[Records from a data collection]
^^^^

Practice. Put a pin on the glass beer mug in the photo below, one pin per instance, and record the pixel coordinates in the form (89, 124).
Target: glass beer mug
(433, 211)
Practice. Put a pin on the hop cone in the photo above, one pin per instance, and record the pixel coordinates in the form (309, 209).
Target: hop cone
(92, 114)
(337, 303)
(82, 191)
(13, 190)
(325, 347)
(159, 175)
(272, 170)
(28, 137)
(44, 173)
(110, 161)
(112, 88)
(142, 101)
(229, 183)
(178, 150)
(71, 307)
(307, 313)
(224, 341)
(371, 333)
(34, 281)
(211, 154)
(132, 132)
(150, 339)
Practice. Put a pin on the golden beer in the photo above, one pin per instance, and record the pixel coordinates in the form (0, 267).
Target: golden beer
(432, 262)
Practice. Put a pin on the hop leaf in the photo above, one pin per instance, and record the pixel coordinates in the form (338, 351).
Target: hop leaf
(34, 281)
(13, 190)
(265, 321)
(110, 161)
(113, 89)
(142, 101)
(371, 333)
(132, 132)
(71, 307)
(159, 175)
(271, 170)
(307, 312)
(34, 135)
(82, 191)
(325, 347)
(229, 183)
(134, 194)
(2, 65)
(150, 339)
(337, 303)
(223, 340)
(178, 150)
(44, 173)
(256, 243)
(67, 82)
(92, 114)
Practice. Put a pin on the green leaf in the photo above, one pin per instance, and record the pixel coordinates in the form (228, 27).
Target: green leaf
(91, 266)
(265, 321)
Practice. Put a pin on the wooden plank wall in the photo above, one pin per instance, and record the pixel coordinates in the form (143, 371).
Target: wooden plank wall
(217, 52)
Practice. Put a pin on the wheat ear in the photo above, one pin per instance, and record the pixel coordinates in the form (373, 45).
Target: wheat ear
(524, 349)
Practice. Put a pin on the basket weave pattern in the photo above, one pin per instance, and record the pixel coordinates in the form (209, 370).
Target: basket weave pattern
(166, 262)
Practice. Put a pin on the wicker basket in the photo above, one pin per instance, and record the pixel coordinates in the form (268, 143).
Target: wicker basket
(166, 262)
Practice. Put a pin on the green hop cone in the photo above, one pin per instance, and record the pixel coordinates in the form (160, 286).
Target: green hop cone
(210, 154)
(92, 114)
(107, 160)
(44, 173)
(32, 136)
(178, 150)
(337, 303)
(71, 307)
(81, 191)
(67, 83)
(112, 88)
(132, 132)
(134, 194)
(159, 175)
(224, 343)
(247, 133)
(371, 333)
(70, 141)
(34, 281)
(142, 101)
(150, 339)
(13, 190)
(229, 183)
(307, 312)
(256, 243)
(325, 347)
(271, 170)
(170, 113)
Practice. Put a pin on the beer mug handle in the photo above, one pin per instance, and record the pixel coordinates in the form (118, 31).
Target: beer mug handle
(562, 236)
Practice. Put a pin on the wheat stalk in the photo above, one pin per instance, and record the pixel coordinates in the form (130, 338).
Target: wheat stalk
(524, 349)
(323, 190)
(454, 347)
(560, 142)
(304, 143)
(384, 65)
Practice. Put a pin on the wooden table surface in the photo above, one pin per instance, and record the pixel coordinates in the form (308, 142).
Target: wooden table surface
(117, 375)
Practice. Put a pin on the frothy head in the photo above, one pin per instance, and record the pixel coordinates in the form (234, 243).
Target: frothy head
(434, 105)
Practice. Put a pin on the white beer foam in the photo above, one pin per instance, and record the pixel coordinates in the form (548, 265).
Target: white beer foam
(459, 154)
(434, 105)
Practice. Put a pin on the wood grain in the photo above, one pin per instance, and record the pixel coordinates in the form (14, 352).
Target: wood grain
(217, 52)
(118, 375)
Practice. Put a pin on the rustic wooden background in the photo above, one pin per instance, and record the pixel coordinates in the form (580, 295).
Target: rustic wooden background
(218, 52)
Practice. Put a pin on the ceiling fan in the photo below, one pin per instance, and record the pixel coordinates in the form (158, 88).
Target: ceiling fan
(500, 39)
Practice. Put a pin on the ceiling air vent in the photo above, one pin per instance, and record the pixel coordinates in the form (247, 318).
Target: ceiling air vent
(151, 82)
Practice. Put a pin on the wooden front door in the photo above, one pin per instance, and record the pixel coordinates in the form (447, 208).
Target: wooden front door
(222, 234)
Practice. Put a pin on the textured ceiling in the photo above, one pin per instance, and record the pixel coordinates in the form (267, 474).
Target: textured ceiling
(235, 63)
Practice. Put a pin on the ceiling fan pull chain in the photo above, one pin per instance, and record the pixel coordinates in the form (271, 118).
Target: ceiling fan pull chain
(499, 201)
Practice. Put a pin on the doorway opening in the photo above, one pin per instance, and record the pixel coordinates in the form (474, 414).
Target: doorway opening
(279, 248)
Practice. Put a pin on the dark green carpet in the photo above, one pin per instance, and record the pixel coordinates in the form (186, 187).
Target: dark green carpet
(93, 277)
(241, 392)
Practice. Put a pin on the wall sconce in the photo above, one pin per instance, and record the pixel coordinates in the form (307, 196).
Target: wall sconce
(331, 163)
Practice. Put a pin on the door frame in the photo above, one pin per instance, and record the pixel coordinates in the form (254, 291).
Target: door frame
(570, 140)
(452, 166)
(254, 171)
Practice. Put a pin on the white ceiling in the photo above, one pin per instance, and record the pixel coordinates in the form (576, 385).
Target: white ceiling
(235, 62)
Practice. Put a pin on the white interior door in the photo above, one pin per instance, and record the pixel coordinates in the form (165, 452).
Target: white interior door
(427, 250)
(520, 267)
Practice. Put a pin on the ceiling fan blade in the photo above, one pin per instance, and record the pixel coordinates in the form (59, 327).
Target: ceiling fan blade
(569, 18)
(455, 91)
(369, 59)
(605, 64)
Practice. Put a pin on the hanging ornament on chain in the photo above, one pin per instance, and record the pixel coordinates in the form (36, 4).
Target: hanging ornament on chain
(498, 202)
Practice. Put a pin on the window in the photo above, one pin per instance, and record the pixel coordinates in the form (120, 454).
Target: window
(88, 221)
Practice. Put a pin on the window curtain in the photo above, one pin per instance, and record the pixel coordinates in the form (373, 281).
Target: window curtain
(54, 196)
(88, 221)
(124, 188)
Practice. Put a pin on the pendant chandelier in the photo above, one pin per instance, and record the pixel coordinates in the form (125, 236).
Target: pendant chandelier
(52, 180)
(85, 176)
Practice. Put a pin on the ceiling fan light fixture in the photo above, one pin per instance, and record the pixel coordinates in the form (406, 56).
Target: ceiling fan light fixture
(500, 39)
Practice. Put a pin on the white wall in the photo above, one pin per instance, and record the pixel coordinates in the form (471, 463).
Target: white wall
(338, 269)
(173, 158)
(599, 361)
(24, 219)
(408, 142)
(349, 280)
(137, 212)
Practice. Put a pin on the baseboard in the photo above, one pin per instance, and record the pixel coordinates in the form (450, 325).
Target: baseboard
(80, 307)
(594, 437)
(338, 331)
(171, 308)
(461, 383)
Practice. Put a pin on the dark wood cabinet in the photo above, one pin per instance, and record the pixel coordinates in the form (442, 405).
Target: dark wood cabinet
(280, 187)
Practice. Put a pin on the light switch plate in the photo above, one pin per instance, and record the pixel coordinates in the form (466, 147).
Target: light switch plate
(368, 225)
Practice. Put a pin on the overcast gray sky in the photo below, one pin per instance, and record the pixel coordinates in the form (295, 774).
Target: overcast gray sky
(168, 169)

^^^^

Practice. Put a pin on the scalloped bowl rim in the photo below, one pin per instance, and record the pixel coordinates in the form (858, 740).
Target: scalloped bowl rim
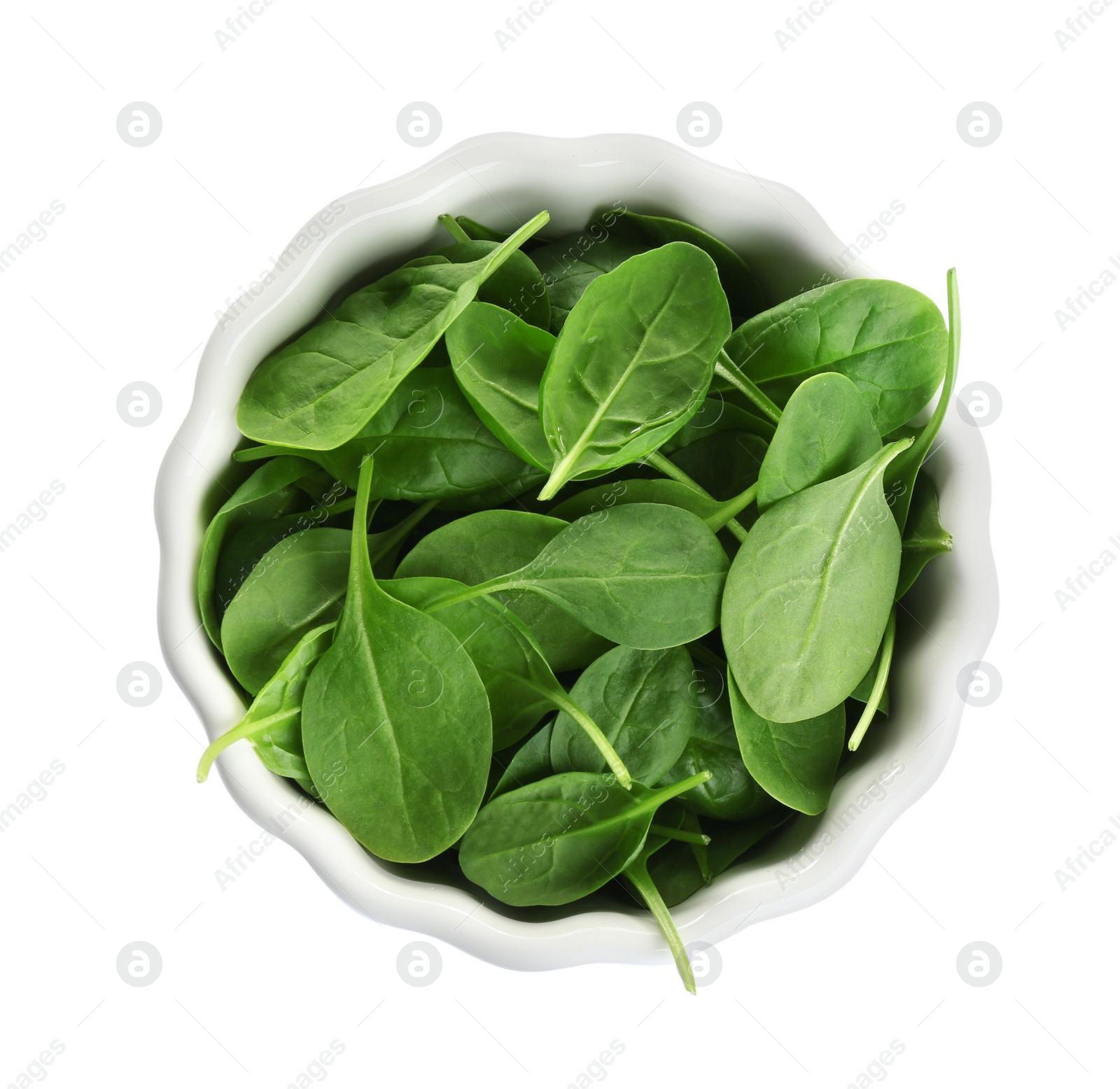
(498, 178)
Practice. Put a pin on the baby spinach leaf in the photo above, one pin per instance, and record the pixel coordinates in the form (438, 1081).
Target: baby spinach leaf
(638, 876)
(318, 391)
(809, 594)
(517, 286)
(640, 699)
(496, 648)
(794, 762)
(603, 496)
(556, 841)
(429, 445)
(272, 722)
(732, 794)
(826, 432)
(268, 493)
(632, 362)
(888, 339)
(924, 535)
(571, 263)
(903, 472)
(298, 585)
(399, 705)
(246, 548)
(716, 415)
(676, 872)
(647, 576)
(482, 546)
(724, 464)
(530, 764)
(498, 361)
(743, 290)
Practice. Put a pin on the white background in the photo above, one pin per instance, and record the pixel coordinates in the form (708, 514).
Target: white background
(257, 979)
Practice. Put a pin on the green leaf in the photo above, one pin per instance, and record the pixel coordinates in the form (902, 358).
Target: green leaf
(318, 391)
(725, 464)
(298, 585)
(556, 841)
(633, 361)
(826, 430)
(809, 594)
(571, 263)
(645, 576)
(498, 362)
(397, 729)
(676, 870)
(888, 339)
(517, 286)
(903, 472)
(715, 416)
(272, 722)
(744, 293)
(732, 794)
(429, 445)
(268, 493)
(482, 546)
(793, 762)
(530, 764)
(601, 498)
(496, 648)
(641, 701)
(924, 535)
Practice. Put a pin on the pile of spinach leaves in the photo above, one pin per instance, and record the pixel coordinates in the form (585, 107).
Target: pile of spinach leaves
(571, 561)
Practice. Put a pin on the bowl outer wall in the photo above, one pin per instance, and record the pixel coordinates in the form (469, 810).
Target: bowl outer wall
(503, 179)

^^^^

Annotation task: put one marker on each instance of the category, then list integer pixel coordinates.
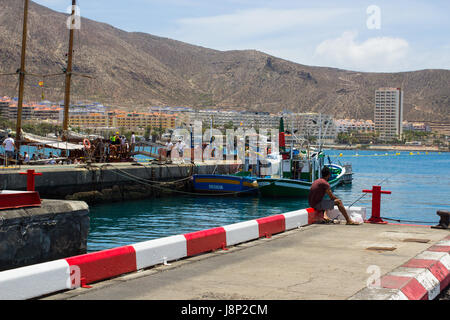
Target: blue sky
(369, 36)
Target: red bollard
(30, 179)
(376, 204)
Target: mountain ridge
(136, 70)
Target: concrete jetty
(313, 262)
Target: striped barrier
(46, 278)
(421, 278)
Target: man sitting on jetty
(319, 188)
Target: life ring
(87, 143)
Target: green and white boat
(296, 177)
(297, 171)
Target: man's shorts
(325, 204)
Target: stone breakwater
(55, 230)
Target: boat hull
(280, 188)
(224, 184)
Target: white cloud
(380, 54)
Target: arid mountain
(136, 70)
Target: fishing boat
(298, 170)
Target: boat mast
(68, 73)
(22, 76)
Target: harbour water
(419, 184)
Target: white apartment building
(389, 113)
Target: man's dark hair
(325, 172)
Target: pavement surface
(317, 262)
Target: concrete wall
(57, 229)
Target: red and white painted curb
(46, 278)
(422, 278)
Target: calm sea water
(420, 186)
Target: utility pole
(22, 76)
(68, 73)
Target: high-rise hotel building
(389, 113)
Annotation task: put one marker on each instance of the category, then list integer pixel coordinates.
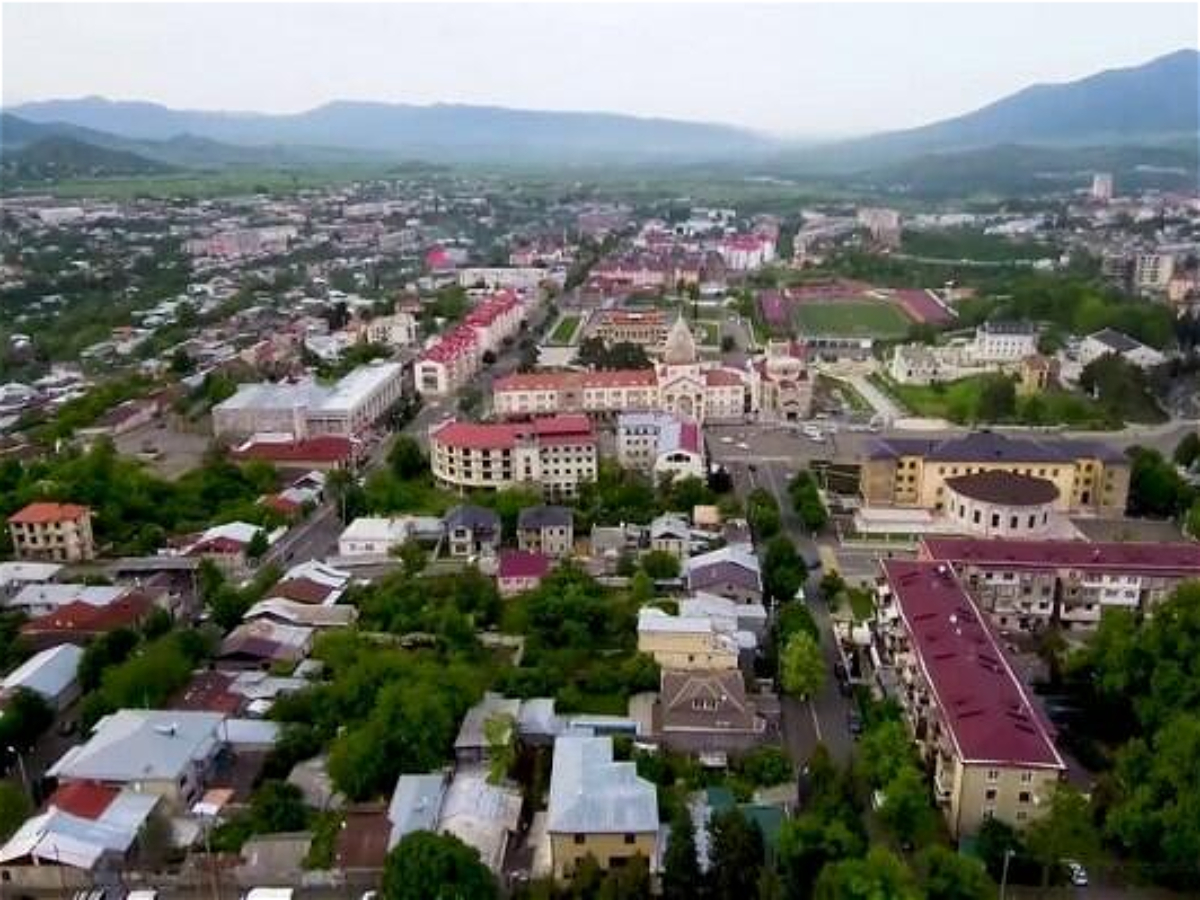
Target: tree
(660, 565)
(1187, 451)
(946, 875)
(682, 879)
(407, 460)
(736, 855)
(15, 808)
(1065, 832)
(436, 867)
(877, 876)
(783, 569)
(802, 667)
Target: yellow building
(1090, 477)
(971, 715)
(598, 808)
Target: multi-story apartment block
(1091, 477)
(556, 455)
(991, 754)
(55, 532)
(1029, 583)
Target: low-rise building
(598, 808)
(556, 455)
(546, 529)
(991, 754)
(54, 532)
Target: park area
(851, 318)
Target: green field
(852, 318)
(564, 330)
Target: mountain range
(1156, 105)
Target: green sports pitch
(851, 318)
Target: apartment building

^^^^

● THE EXERCISE
Please turn the listing into a numbered list, starting with the line that contains "Target: multi-story apartment block" and going on through the line that contains "Target: apartment building". Leave out any blank lines.

● COMPLETE OUTPUT
1. Target: multi-story apartment block
2. (1091, 477)
3. (556, 455)
4. (991, 754)
5. (55, 532)
6. (1029, 583)
7. Target: low-rise building
8. (598, 808)
9. (556, 455)
10. (546, 529)
11. (991, 754)
12. (54, 532)
13. Target: park area
14. (851, 318)
15. Target: green field
16. (852, 318)
17. (564, 330)
18. Target: mountain range
19. (1156, 105)
20. Target: green sports pitch
21. (851, 318)
22. Target: apartment building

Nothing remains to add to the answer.